▶ [Exercise objective]: Every entry must be copied word for word.

▶ [Source records]:
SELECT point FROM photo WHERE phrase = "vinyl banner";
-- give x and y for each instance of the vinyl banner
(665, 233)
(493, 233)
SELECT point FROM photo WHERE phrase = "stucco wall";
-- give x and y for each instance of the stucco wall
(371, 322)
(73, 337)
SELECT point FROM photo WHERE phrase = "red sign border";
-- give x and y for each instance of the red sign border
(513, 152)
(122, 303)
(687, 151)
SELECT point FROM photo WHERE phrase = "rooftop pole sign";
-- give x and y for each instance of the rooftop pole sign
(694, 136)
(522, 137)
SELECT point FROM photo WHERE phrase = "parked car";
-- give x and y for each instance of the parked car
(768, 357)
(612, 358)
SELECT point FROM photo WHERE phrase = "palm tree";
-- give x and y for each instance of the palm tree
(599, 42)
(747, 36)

▶ [Exercise output]:
SELECT point FROM photo WHERE phrase = "vinyl banner";
-- give x and y for each instance of the vinyl banner
(665, 233)
(493, 233)
SELECT point FROM photo WHERE phrase = "stucco wall";
-- give x and y for each instance of the stucco wall
(371, 322)
(73, 337)
SELECT point FROM photo WHERE phrase = "red sign border";
-- give x and y for each instance of the red sign border
(513, 152)
(122, 303)
(687, 151)
SELECT point FROM photo WHERE phrase = "rooftop pole sign";
-- give x and y for each instance of the rooftop pole sign
(694, 136)
(522, 137)
SELECT point FROM photo WHERE phrase = "parked car";
-- give x and y for each instance of the parked car
(768, 357)
(612, 358)
SELECT point FROM photo WHERE phrase = "palm tree";
-- give x and y for each instance of the palm tree
(599, 42)
(747, 36)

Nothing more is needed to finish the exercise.